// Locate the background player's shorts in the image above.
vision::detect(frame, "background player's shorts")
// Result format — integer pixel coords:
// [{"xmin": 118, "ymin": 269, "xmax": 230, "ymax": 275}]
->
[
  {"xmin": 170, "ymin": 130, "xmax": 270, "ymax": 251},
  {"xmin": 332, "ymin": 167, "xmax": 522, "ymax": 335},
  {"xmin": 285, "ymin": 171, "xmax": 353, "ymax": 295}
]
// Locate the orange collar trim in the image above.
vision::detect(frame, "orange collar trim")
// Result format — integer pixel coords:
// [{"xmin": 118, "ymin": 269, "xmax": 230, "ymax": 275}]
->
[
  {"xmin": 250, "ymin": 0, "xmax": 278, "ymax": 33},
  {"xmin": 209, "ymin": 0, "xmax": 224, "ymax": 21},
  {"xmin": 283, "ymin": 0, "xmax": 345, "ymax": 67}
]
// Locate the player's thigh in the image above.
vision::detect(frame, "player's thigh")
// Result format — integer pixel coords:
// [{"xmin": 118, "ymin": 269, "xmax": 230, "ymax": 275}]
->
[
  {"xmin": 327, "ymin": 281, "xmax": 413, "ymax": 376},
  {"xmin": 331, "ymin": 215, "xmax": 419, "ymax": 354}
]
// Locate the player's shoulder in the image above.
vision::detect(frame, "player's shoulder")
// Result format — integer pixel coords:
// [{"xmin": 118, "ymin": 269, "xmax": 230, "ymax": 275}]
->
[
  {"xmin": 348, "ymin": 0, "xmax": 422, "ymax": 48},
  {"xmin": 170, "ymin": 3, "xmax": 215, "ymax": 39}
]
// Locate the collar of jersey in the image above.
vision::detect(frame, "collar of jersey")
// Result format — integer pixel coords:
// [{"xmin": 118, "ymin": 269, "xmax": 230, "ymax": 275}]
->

_ _ _ _ _

Task statement:
Your answer must be every line from the listing above that holds the string "frame".

Solution:
vision::detect(frame, "background player's shorts")
vision::detect(frame, "orange collar trim")
vision::detect(frame, "player's thigh")
vision::detect(frame, "player's shoulder")
vision::detect(frame, "collar of jersey")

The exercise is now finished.